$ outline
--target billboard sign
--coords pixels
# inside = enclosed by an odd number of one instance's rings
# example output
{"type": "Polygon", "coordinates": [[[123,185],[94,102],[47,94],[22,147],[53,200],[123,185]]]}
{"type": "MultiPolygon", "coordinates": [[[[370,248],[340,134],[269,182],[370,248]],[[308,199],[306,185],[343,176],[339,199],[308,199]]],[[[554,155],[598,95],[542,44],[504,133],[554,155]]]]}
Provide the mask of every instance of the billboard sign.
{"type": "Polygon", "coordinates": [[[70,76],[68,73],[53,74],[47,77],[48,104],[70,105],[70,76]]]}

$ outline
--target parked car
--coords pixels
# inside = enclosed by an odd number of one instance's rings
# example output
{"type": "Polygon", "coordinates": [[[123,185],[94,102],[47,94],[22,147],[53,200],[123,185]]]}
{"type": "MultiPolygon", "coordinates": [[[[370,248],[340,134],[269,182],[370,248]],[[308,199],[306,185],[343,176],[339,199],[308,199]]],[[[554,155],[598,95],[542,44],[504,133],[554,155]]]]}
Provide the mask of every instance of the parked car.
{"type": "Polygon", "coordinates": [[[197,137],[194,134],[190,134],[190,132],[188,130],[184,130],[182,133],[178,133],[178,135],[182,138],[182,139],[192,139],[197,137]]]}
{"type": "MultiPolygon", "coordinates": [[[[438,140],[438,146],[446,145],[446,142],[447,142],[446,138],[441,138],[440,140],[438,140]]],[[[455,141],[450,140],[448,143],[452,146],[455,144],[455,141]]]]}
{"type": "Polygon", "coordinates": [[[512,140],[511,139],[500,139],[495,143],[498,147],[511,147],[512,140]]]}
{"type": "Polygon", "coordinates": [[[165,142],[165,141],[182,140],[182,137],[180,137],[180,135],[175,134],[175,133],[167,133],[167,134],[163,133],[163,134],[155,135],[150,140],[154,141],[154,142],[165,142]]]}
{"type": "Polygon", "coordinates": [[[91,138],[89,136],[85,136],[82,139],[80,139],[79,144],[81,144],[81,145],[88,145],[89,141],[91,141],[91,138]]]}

* GIVEN REQUEST:
Count the lines in the items above that contain the string "mask", treating uppercase and lowercase as distinct, and state only the resulting number.

* COMPLETE RESPONSE:
2